Short exercise - Reproduce every one of the following rows word for word, with nothing changed, added, or left out.

[Location labeling rows]

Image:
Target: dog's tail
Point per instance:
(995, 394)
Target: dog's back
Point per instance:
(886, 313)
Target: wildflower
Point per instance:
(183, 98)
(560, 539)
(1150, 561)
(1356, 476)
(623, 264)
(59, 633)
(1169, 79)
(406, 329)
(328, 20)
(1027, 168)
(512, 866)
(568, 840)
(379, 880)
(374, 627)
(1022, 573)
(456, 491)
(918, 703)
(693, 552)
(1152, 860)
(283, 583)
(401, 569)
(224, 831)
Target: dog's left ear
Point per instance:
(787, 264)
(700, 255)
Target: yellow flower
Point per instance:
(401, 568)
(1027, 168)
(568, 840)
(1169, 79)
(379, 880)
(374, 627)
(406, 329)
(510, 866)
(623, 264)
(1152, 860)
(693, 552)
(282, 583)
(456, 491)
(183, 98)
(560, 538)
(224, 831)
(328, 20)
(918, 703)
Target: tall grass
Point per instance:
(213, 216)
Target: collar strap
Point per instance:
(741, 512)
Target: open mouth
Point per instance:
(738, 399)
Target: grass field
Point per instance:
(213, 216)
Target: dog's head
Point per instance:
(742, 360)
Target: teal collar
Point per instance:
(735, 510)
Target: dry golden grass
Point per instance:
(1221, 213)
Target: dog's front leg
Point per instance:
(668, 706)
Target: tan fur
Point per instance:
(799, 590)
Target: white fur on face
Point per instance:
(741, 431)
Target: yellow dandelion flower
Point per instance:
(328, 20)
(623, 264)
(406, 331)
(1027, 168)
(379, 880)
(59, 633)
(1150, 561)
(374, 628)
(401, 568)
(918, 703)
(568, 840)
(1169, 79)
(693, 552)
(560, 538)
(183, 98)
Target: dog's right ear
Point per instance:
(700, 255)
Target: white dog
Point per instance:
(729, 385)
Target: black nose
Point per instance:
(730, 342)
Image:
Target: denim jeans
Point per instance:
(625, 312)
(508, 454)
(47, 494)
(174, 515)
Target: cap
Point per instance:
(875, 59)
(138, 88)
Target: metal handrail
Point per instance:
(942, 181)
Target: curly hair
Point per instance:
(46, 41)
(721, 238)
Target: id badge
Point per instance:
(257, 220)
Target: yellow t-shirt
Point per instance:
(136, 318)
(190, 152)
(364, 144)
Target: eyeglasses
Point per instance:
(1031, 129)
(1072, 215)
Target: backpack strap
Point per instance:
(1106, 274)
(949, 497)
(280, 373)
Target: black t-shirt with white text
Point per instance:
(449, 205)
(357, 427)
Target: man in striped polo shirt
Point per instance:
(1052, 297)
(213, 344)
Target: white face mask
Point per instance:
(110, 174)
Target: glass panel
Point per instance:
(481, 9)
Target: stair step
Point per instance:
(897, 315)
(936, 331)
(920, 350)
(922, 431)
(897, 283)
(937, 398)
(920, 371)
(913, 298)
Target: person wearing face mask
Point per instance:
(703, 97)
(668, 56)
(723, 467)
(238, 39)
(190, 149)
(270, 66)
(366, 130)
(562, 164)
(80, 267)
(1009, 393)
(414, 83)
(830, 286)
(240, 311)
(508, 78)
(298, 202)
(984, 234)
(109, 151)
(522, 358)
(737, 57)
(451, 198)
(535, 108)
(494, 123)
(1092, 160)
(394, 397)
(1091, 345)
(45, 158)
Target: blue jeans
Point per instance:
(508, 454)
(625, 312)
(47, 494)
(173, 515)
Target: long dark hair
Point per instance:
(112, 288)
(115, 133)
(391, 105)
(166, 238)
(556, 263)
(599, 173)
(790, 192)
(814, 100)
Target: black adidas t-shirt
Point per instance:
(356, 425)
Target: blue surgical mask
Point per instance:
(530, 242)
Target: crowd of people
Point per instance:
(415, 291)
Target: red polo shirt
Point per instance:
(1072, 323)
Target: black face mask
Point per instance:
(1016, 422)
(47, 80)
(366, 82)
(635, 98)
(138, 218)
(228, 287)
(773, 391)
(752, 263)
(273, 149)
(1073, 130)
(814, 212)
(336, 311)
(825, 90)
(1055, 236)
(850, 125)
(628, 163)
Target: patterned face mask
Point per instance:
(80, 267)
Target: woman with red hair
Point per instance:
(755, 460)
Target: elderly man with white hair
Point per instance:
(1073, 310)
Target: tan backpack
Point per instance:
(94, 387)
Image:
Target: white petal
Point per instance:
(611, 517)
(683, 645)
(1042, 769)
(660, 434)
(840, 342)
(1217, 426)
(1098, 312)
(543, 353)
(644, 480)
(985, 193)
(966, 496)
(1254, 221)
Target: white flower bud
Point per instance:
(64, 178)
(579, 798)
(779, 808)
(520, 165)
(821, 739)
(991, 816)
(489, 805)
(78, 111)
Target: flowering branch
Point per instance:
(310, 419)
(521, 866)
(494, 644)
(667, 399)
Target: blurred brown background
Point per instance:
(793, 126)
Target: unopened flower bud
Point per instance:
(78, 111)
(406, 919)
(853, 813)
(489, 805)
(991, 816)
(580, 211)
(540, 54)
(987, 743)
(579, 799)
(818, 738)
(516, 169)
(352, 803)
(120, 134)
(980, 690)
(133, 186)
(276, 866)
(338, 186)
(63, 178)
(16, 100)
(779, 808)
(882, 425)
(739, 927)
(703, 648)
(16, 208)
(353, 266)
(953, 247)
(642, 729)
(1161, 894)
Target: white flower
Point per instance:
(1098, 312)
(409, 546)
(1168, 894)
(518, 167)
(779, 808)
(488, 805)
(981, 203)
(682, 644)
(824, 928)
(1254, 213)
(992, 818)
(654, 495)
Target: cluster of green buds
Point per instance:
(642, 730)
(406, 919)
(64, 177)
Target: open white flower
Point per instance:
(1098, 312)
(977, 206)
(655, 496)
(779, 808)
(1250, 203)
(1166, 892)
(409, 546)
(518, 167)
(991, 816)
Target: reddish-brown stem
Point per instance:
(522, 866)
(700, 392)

Reply to the exercise -
Image:
Target: dog's tail
Point per instance:
(995, 394)
Target: dog's back
Point per instance:
(886, 313)
Target: wildflower
Point per instance:
(183, 98)
(560, 539)
(1150, 561)
(1356, 476)
(623, 264)
(59, 633)
(1169, 79)
(406, 329)
(328, 20)
(1027, 168)
(512, 866)
(568, 840)
(379, 880)
(374, 627)
(1022, 573)
(456, 491)
(918, 703)
(693, 552)
(1152, 860)
(283, 583)
(401, 569)
(224, 831)
Target: dog's left ear
Point per instance:
(787, 264)
(700, 255)
Target: yellow flower
Point per instance:
(401, 568)
(1027, 168)
(568, 840)
(1169, 79)
(379, 880)
(374, 627)
(406, 329)
(510, 866)
(623, 264)
(1152, 860)
(693, 552)
(282, 583)
(456, 491)
(183, 98)
(560, 538)
(224, 831)
(328, 20)
(918, 703)
Target: tall grass
Point per instance:
(213, 216)
Target: collar strap
Point per instance:
(741, 512)
Target: open mouth
Point per instance:
(738, 399)
Target: grass field
Point per instance:
(213, 216)
Target: dog's head
Point per instance:
(742, 360)
Target: teal collar
Point per instance:
(735, 510)
Target: dry golden grass
Point per instance:
(1221, 213)
Target: dog's front leg
Point per instance:
(668, 706)
Target: tan fur
Point per instance:
(799, 590)
Target: white fur on face
Point per instance:
(741, 431)
Target: yellow dandelion flower
Point per instance:
(328, 20)
(623, 264)
(406, 331)
(1027, 168)
(379, 880)
(59, 633)
(1150, 561)
(374, 628)
(401, 568)
(918, 703)
(568, 840)
(1169, 79)
(693, 552)
(560, 538)
(183, 98)
Target: dog's right ear
Point per instance:
(700, 255)
Target: white dog
Point per instance:
(729, 385)
Target: black nose
Point per instance:
(730, 342)
Image:
Target: denim jeans
Point per instance:
(625, 312)
(508, 454)
(47, 494)
(174, 515)
Target: cap
Point per instance:
(875, 59)
(138, 88)
Target: metal handrail
Point per instance:
(942, 181)
Target: curly hair
Point per instance:
(46, 41)
(721, 238)
Target: id badge
Point per instance:
(257, 220)
Target: yellow t-shirt
Point per instance:
(136, 318)
(190, 152)
(364, 144)
Target: eyeglasses
Point per instance:
(1031, 129)
(1072, 215)
Target: backpack strap
Point per instance:
(1106, 274)
(949, 497)
(280, 373)
Target: black t-shirt with white text
Point per instance:
(449, 205)
(357, 427)
Target: man in striped polo shirt
Point per instance:
(1052, 297)
(213, 344)
Target: white face mask
Point per instance:
(110, 174)
Target: glass panel
Point per instance:
(481, 9)
Target: stair step
Point per instance:
(897, 315)
(936, 331)
(920, 350)
(922, 431)
(897, 283)
(937, 398)
(920, 371)
(913, 298)
Target: person wearing face mask
Point per instance:
(703, 97)
(668, 56)
(723, 467)
(238, 39)
(190, 149)
(270, 66)
(366, 130)
(562, 164)
(80, 267)
(1009, 393)
(414, 83)
(830, 286)
(240, 311)
(508, 78)
(298, 202)
(984, 234)
(109, 151)
(522, 358)
(737, 57)
(451, 198)
(535, 108)
(494, 123)
(1092, 160)
(394, 397)
(1091, 345)
(45, 158)
Target: blue jeans
Point per instance:
(508, 454)
(625, 312)
(47, 494)
(173, 515)
Target: long dark hair
Point per instance:
(112, 288)
(115, 133)
(391, 105)
(166, 238)
(556, 263)
(599, 173)
(790, 192)
(814, 100)
Target: black adidas t-shirt
Point per instance:
(356, 425)
Target: blue surgical mask
Point per instance:
(530, 242)
Target: crowd of people
Point per instance:
(415, 291)
Target: red polo shirt
Point per instance:
(1072, 323)
Target: black face mask
Point per instance:
(1016, 422)
(47, 80)
(366, 82)
(635, 98)
(138, 218)
(228, 287)
(773, 391)
(752, 263)
(273, 149)
(1073, 130)
(814, 212)
(336, 311)
(825, 90)
(1055, 236)
(850, 125)
(628, 163)
Target: patterned face mask
Point per instance:
(80, 267)
Target: woman with red hair
Point per instance:
(755, 460)
Target: elderly man with white hair
Point per instance:
(1073, 310)
Target: tan backpack
Point per instance:
(94, 387)
Image:
Target: white petal
Point per instance:
(611, 517)
(683, 645)
(1042, 769)
(660, 434)
(840, 342)
(1217, 426)
(1098, 312)
(543, 353)
(644, 480)
(985, 193)
(966, 496)
(1254, 221)
Target: white flower bud
Point per instance:
(64, 178)
(579, 798)
(779, 808)
(520, 165)
(821, 739)
(991, 816)
(489, 805)
(78, 111)
Target: flowering branch
Point per instance:
(310, 419)
(521, 866)
(494, 644)
(667, 399)
Target: blurred brown background
Point per instance:
(793, 126)
Target: unopened flower bud
Point per instance:
(78, 111)
(406, 919)
(853, 813)
(489, 805)
(991, 816)
(580, 211)
(540, 54)
(987, 743)
(579, 799)
(818, 738)
(516, 169)
(352, 803)
(120, 134)
(980, 690)
(133, 186)
(276, 866)
(338, 186)
(63, 178)
(16, 100)
(779, 808)
(882, 425)
(739, 927)
(703, 648)
(16, 208)
(353, 266)
(953, 247)
(642, 729)
(1161, 894)
Target: white flower
Point per instance:
(1098, 312)
(409, 546)
(1168, 894)
(518, 167)
(779, 808)
(488, 805)
(981, 203)
(682, 644)
(824, 928)
(1254, 213)
(992, 818)
(654, 495)
Target: cluster of green buds
Point per instance:
(642, 730)
(406, 919)
(64, 177)
Target: open white flower
Point per instance:
(1098, 312)
(977, 206)
(655, 496)
(779, 808)
(1250, 203)
(1166, 892)
(409, 546)
(518, 167)
(991, 816)
Target: reddish-brown stem
Point per instance:
(522, 866)
(700, 392)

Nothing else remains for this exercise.